• Document passage
#####

Fine-Tuning Automatic Speech Recognition for People with Parkinson's: An Effective Strategy for Enhancing Speech Technology Accessibility
Xiuwen Zheng, Bornali Phukon, Mark Hasegawa-Johnson
TL;DR
The paper addresses ASR for Parkinson's disease-related dysarthria/dysphonia by fine-tuning a pretrained wav2vec 2.0 model on the SAP-1005 dataset, demonstrating substantial relative improvements over LibriSpeech baselines. It systematically evaluates speaker clustering, severity-dependent modeling, weighted training, and multi-task learning with an auxiliary severity output, identifying conditions under which each approach helps. The best overall $WER$ achieved is about $26.53\%$, attained via cluster-weighted training or multi-task learning with a first-token severity classifier, with severity-based strategies offering the most consistent gains for severe impairment. These results highlight practical, impairment-informed strategies to enhance the accessibility of speech technology for people with Parkinson's disease, supporting more inclusive ASR applications.

#####

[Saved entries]
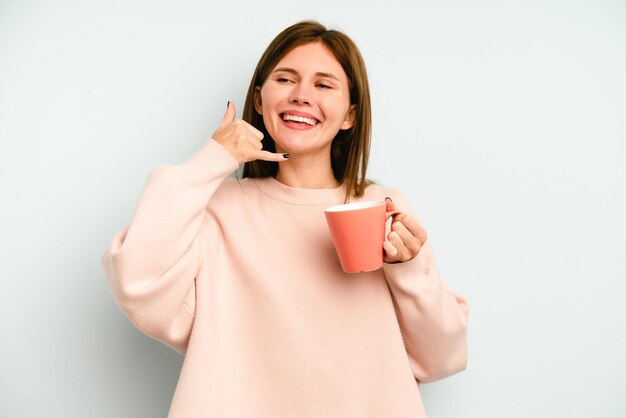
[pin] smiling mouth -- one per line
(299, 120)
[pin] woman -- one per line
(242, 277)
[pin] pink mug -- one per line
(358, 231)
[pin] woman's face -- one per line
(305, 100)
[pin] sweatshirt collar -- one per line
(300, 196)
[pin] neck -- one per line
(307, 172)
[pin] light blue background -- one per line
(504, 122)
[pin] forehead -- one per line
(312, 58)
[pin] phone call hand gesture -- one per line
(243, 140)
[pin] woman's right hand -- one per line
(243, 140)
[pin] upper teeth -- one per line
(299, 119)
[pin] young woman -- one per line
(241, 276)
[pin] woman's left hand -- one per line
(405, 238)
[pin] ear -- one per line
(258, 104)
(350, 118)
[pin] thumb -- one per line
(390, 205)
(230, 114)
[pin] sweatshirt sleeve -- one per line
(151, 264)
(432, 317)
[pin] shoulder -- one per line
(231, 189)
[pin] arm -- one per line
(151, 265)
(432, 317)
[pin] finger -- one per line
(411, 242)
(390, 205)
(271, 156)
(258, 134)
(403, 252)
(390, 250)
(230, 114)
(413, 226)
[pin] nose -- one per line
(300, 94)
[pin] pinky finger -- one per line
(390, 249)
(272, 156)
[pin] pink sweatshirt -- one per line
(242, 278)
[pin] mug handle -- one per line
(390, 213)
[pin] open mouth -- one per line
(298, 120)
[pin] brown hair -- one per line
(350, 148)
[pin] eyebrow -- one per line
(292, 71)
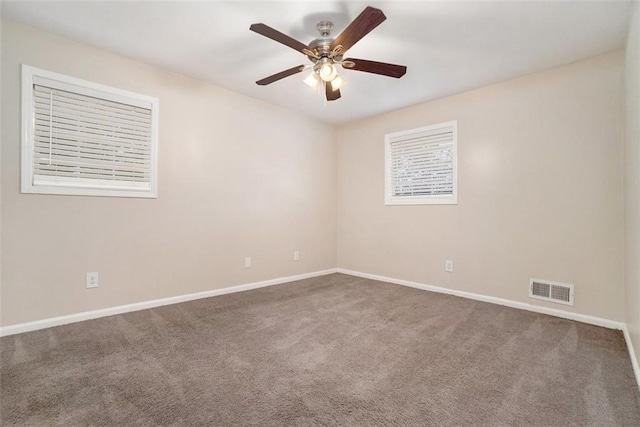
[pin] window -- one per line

#####

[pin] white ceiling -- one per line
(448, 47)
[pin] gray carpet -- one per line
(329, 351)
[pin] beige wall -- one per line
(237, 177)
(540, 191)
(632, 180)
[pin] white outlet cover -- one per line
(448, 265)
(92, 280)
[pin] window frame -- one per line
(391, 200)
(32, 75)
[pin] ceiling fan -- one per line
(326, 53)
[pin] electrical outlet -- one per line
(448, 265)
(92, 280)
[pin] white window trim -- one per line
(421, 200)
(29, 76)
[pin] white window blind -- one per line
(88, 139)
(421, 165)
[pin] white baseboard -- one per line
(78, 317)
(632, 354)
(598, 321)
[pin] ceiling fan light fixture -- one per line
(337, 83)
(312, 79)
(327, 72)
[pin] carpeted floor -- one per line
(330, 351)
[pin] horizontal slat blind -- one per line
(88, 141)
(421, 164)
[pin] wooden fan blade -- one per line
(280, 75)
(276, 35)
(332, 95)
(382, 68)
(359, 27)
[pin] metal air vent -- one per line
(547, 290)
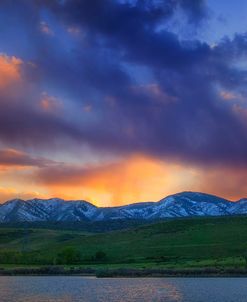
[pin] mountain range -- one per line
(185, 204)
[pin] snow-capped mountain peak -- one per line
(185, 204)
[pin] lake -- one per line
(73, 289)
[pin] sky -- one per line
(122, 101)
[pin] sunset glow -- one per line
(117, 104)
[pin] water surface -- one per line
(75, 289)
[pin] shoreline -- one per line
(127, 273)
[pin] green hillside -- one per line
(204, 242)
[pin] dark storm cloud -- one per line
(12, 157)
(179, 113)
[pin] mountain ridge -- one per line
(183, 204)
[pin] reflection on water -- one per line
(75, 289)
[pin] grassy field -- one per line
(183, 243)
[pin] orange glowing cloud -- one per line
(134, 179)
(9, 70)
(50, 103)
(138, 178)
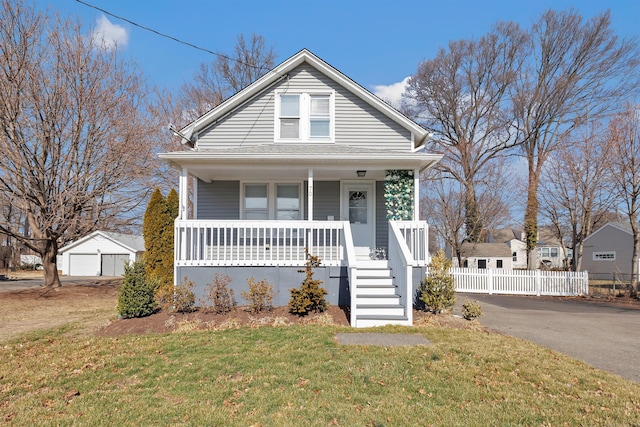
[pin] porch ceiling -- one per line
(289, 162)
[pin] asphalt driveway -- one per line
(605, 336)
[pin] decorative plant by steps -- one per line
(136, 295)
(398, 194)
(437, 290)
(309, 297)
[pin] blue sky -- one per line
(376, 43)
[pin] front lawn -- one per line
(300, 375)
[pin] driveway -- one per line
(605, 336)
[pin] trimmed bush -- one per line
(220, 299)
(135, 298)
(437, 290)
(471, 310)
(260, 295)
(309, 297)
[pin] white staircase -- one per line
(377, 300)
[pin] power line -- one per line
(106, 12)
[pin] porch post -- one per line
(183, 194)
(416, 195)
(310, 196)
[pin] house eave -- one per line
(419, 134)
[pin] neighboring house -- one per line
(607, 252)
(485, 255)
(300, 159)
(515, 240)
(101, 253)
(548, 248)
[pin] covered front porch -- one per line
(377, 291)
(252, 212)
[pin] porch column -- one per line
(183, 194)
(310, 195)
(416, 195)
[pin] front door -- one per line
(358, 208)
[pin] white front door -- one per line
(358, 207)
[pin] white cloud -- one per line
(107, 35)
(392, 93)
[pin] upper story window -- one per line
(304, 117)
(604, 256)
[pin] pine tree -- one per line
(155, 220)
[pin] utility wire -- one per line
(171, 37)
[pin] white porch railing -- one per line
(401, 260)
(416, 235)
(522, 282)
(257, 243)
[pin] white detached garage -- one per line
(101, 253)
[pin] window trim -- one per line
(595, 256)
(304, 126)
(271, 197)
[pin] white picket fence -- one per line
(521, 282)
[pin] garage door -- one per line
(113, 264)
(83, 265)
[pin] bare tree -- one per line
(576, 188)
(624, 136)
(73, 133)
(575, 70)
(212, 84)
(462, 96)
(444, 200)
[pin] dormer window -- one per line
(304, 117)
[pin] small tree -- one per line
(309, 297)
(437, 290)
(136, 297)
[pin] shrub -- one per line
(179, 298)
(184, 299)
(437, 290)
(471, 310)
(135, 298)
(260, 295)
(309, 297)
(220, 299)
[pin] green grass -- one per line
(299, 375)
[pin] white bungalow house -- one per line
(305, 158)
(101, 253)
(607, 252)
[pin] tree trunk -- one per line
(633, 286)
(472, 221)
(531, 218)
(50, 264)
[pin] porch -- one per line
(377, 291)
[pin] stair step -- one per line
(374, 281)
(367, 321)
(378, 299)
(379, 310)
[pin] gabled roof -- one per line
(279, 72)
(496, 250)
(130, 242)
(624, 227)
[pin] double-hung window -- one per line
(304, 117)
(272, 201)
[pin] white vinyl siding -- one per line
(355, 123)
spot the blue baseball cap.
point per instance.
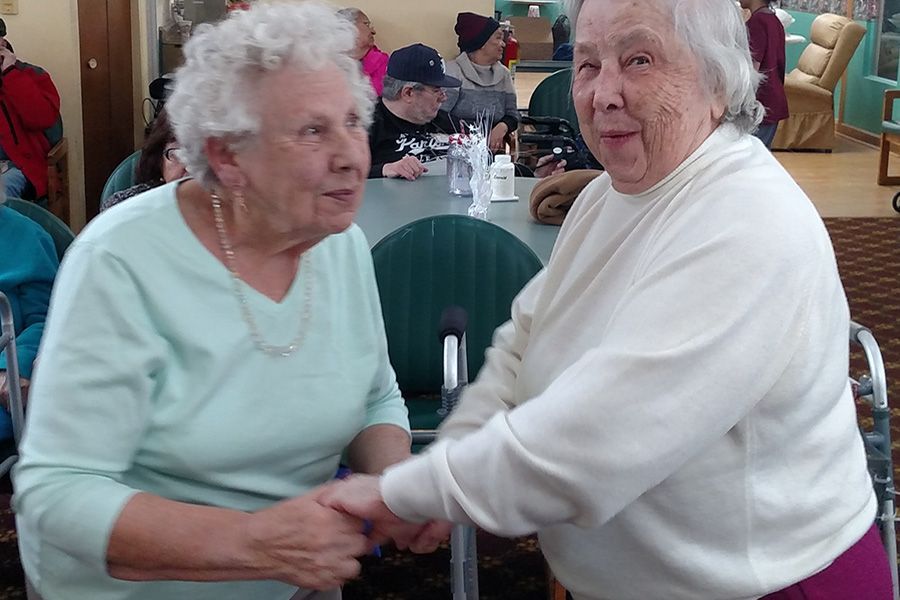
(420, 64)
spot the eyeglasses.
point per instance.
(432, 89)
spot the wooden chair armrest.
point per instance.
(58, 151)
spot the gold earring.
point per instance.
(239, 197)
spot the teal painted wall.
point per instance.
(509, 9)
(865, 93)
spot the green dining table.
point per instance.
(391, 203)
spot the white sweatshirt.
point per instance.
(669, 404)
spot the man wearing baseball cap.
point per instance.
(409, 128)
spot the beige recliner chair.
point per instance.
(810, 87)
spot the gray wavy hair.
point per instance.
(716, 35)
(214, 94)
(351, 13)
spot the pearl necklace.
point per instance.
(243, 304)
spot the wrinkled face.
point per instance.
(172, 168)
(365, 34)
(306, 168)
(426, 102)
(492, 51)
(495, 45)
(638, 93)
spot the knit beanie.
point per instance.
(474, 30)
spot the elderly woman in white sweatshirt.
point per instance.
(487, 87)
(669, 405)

#####

• Exercise details
Carry on the Parkinson's speech recognition summary from its last sentence. The listing of saved entries is separate material and is not part of the Parkinson's speech recognition summary.

• Output below
Abstract
This paper enhances dysarthric and dysphonic speech recognition by fine-tuning pretrained automatic speech recognition (ASR) models on the 2023-10-05 data package of the Speech Accessibility Project (SAP), which contains the speech of 253 people with Parkinson's disease. Experiments tested methods that have been effective for Cerebral Palsy, including the use of speaker clustering and severity-dependent models, weighted fine-tuning, and multi-task learning. Best results were obtained using a multi-task learning model, in which the ASR is trained to produce an estimate of the speaker's impairment severity as an auxiliary output. The resulting word error rates are considerably improved relative to a baseline model fine-tuned using only Librispeech data, with word error rate improvements of 37.62\% and 26.97\% compared to fine-tuning on 100h and 960h of LibriSpeech data, respectively.